Tuttavia, l’operazione più significativa è stata quella che ha preceduto la mobilitazione del 3 ottobre in caso di attacco illegale e blocco della Global Sumud Flotilla da parte delle forze armate sioniste, in occasione della quale i sindacati hanno voluto forzare la legge 146/1990 e indire con un preavviso minimo di meno di 24 ore uno sciopero generale e generalizzato, il secondo in quindici giorni. E per quella circostanza la nuova compagine sindacale, composta da CGIL, USB (forte del successo del 22 settembre), COBAS, CUB e altre sigle del sindacalismo di base, anche loro in una inedita versione irenica e pacificata, si sono presentate per una conferenza stampa congiunta a Montecitorio.
Ora, su come si sono svolte le manifestazioni il 3 ottobre nelle varie città l’impressione è che tutto sommato la mobilitazione del 22 settembre abbia fatto scuola, infatti i ragazzi e le ragazze sono rimasti/e protagonisti/e indiscussi delle piazze, alle quali si è aggiunto uno spezzone della CGIL e di tutti i suoi addentellati chiamati a raccolta dalla dirigenza. È chiaro che la CGIL, con le sue dinamiche macchinose, goffe, spesso ancora estremamente settarie, in forte crisi d’identità, stia cercando di fare i conti con le proprie scarse forze. Tuttavia, apprezziamo il tentativo e plaudiamo finalmente allo sforzo che ci richiama alla memoria, mutatis mutandis, il discorso pascoliano de “La grande proletaria si è mossa”, sebbene questa volta, rispetto al riferimento interventista e coloniale italiano, sia chiaramente in funzione antibellica.
Ancora un dato, tuttavia, è rilevante da analizzare in questi giorni, infatti sullo sfondo di questa inedita convergenza tra CGIL e sindacalismo di base si staglia la vittoria del centrodestra nelle Marche con un astensionismo del 50%, cresciuto del 10% rispetto alle precedenti elezioni, la conferma schiacciante del centrodestra in Calabria con un astensionismo del 57% e con un centrosinistra che non vince perché non convince affatto, dal momento che nel complesso si mostra ambiguo, populista, guerrafondaio, distante dai temi politici, dalle urgenze sociali, dalla sensibilità su temi internazionali, non diversamente dal programma politico del centrodestra, che però già governa, fa propaganda e mostra molta, ma molta, più aggressività rispetto allo sbiadito centrosinistra.

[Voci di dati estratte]
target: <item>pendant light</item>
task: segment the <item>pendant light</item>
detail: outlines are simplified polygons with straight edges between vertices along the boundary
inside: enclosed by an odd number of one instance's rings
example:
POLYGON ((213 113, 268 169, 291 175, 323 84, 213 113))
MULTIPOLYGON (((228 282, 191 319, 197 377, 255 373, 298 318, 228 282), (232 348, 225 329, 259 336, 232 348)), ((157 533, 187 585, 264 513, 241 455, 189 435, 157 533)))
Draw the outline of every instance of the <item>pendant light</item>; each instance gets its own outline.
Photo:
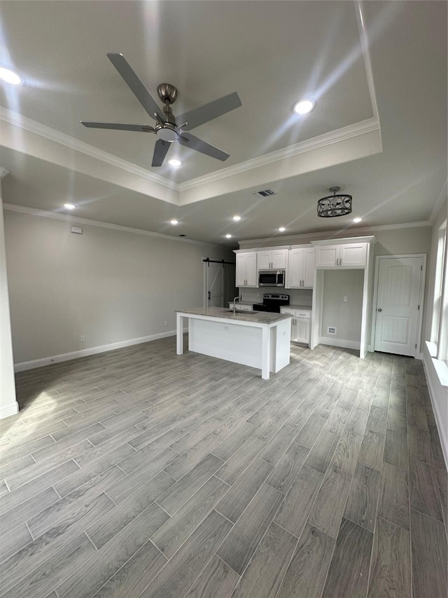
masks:
POLYGON ((332 195, 323 197, 317 202, 317 215, 321 218, 332 218, 335 216, 346 216, 351 212, 351 195, 337 195, 340 187, 330 187, 332 195))

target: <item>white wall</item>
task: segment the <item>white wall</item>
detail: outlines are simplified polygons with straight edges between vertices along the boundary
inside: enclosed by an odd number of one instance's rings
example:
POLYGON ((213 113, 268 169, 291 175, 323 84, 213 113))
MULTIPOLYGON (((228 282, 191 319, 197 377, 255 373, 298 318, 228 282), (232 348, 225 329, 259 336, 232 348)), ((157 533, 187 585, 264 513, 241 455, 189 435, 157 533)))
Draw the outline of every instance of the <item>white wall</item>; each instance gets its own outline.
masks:
POLYGON ((17 413, 0 178, 0 418, 17 413))
POLYGON ((85 224, 73 234, 74 224, 5 210, 16 364, 172 333, 175 310, 203 304, 201 258, 234 258, 218 245, 85 224))
MULTIPOLYGON (((447 219, 448 215, 448 205, 445 200, 440 211, 439 212, 434 225, 432 228, 431 246, 429 257, 429 264, 427 271, 427 288, 428 292, 428 317, 425 322, 424 329, 424 341, 431 340, 431 323, 433 309, 434 308, 434 287, 435 280, 435 265, 437 250, 439 238, 439 230, 442 223, 447 219)), ((435 306, 438 308, 438 304, 435 306)), ((447 367, 437 363, 434 359, 435 355, 431 356, 428 347, 426 342, 423 343, 424 364, 425 366, 425 374, 428 380, 428 388, 433 405, 433 410, 437 421, 438 430, 440 437, 440 442, 443 449, 445 463, 448 467, 448 386, 442 385, 440 376, 444 375, 446 377, 447 367)))

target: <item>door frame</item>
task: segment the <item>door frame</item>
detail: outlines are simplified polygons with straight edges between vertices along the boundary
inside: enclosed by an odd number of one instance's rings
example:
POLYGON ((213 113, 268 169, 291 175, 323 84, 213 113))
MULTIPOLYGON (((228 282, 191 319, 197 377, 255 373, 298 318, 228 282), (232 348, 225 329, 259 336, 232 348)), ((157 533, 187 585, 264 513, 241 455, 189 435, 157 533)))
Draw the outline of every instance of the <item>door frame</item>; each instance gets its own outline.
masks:
MULTIPOLYGON (((379 261, 381 259, 397 259, 405 257, 422 258, 421 278, 420 279, 420 292, 419 294, 419 304, 420 309, 417 315, 417 338, 416 348, 414 351, 414 358, 421 359, 420 344, 421 343, 421 330, 423 328, 423 312, 424 309, 425 282, 426 279, 426 253, 407 253, 396 255, 377 255, 375 257, 375 273, 373 283, 373 299, 372 301, 372 328, 370 331, 370 351, 374 351, 375 334, 377 332, 377 301, 378 301, 378 279, 379 278, 379 261)), ((410 357, 410 355, 408 355, 410 357)))

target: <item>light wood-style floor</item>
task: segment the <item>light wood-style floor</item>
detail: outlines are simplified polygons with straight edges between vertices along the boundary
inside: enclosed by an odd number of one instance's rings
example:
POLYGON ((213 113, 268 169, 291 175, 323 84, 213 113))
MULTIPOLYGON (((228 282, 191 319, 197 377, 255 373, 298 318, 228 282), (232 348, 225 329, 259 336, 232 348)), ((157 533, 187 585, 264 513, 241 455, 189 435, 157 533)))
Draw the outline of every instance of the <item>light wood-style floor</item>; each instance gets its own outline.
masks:
POLYGON ((18 374, 0 596, 446 598, 421 362, 291 351, 269 381, 173 337, 18 374))

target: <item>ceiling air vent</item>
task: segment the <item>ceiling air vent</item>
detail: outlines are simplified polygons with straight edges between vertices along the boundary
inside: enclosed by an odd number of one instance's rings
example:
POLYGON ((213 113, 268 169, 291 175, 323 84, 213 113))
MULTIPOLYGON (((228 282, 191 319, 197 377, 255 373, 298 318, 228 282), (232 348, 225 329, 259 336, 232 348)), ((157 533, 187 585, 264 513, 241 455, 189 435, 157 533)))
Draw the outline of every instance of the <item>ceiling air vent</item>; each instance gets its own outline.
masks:
POLYGON ((258 195, 258 197, 269 197, 270 195, 276 195, 272 189, 262 189, 261 191, 255 191, 252 195, 258 195))

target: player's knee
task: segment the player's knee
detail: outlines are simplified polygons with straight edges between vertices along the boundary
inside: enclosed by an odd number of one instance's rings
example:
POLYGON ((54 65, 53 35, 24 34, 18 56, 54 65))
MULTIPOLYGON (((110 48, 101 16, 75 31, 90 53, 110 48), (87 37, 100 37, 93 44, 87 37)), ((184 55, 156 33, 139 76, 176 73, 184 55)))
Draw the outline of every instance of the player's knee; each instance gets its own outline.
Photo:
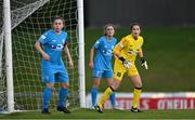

• _ELENCO DEI COMPITI_
1 – Copia dal brano sugli scioperi del 3 ottobre il tratto che comincia con "Ancora un dato, tuttavia, è" e continua fino a "allo sbiadito centrosinistra.".
2 – Rispondi a queste domande sul brano sugli scioperi del 3 ottobre:
(a) Quale legge i sindacati hanno voluto forzare per indire lo sciopero del 3 ottobre?
(b) In quale luogo i sindacati si sono presentati per la conferenza stampa congiunta?
(c) Quale percentuale di astensionismo si è registrata in Calabria?
3 – Prosegui il brano sugli scioperi del 3 ottobre a partire dalla sua ultima frase.

• _RISPOSTE ATTESE_
1 –
Ancora un dato, tuttavia, è rilevante da analizzare in questi giorni, infatti sullo sfondo di questa inedita convergenza tra CGIL e sindacalismo di base si staglia la vittoria del centrodestra nelle Marche con un astensionismo del 50%, cresciuto del 10% rispetto alle precedenti elezioni, la conferma schiacciante del centrodestra in Calabria con un astensionismo del 57% e con un centrosinistra che non vince perché non convince affatto, dal momento che nel complesso si mostra ambiguo, populista, guerrafondaio, distante dai temi politici, dalle urgenze sociali, dalla sensibilità su temi internazionali, non diversamente dal programma politico del centrodestra, che però già governa, fa propaganda e mostra molta, ma molta, più aggressività rispetto allo sbiadito centrosinistra.

2 –
(a) La legge 146/1990.
(b) A Montecitorio.
(c) Il 57%.

3 –
E, allora, venendo alla lezione che possiamo imparare dalle piazze del 22 settembre e del 3-4 ottobre, quello che è evidente è che si potrebbe aprire uno spiraglio interessante per un Fronte Popolare Unito, ovviamente senza la zavorra ondivaga del PD e dei suoi transfughi, su temi politici e sociali dettati proprio dal sindacalismo di base e su cui la CGIL potrebbe provare a recuperare terreno per ottenere credibilità davanti al popolo di sinistra che lo sostiene. Si tratta di organizzarsi in un Fronte Popolare Unito, alla francese per intenderci, che sappia coniugare le istanze dell’ambientalismo, dell’ecosocialismo, della giustizia sociale, della solidarietà internazionale, del diritto alla casa e al lavoro, della lotta al precariato, della denuncia del militarismo dilagante e degli sporchi affari bellici, della rinuncia alla sudditanza atlantica.
Un Fronte Popolare Unito che, in Italia, potrebbe anche incontrare la simpatia di quei cattolici “irresponsabili” che si sporcano le mani con l’associazionismo e con il pacifismo nonviolento, di quelle sensibilità (talvolta anche in netto dissenso rispetto alle loro gerarchie) che sono in piazza da tempo accanto ai sindacati di base e alla società civile nel denunciare il genocidio del popolo palestinese. Una compagine inedita e alternativa che sappia parlare ai ragazzi e alle ragazze che erano in piazza e che non vanno più a votare perché non c’è vera alternativa tra guerrafondai di centrodestra e guerrafondai di centrosinistra, tutti coinvolti con gli sporchi affari di Leonardo SpA, che fa cadere la maschera e ammette di vendere armi a Israele.
Un Fronte Popolare Unito che sappia intercettare gli stranieri non del tutto integrati di seconda generazione, che lotti per il riconoscimento della dignità dei migranti e di chi nasce sul suolo italiano, che si batta per i lavoratori e le lavoratrici precari/e, che sappia fare proposte concrete su modelli pubblici di scuola, sanità e trasporti dopo che sia il centrosinistra sia il centrodestra abbiano lavorato per il loro smantellamento.
Insomma, solo persone poco avvedute non riuscirebbero a vedere l’alba di una nuova e inedita stagione politica e partecipativa. La speranza è che si possa aprire uno spiraglio che intercetti le istanze che si agitano dal basso e che in questi giorni hanno eccitato gli animi in cerca di risposte sul piano politico. Non dare seguito a questo fermento giovanile e popolare potrebbe essere un’occasione sprecata nella migliore delle ipotesi, ma pericolosa nella peggiore delle ipotesi, qualora la disillusione della nuova generazione delle piazze s’incanalasse, come accaduto in passato, nei vicoli oscuri della violenza distruttiva e autodistruttiva.
La prossima mossa spetta alla politica, attendiamo con il cuore pieno di speranza!